== Provided records ==
==========
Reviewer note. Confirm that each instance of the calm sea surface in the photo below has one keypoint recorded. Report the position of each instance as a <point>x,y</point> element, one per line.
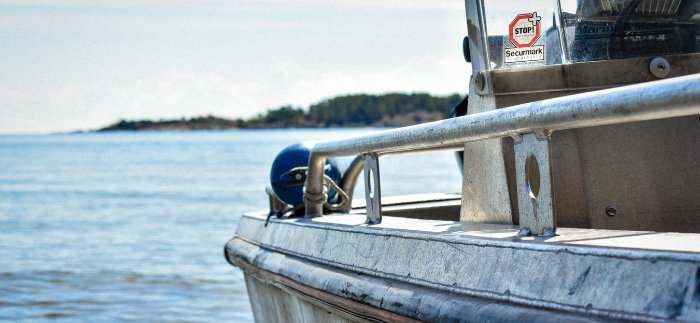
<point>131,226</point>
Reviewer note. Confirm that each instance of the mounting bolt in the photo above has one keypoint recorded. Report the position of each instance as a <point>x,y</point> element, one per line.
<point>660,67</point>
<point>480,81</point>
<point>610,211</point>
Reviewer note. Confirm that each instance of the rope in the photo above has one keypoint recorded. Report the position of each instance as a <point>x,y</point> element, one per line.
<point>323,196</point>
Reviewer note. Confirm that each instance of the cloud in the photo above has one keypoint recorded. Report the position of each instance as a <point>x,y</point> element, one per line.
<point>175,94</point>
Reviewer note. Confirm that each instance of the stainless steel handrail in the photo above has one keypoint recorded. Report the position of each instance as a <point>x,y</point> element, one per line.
==========
Render every record above as a Markdown table with the columns "Row" and "Entry," numbering the rows in order, omitting blank lines, and excluding the pictures.

| Row | Entry |
|---|---|
| 1 | Reviewer note. Confirm that each instance of the calm sea surface in the photo below has one keypoint recorded. Report the position of each instance as a <point>x,y</point> element, one per line. |
| 2 | <point>131,226</point> |
| 3 | Reviewer note. Confirm that each instance of the mounting bolt in the photo above has one keypoint recorded. Report the position of each instance as a <point>x,y</point> element, one per line. |
| 4 | <point>660,67</point> |
| 5 | <point>480,81</point> |
| 6 | <point>610,211</point> |
| 7 | Reviewer note. Confirm that each instance of the rope in the photo above has one keypoint recorded. Report the position of each instance as a <point>x,y</point> element, one per line. |
| 8 | <point>323,196</point> |
| 9 | Reviewer note. Confirm that each instance of the cloud in the photo above has one keypoint recorded. Report the position of each instance as a <point>x,y</point> element, one per line. |
| 10 | <point>175,94</point> |
| 11 | Reviewer note. Confirm that each instance of the stainless steel handrail in the photo above has one keypoint recorded. Report the position of each instance as a <point>x,y</point> element, one per line. |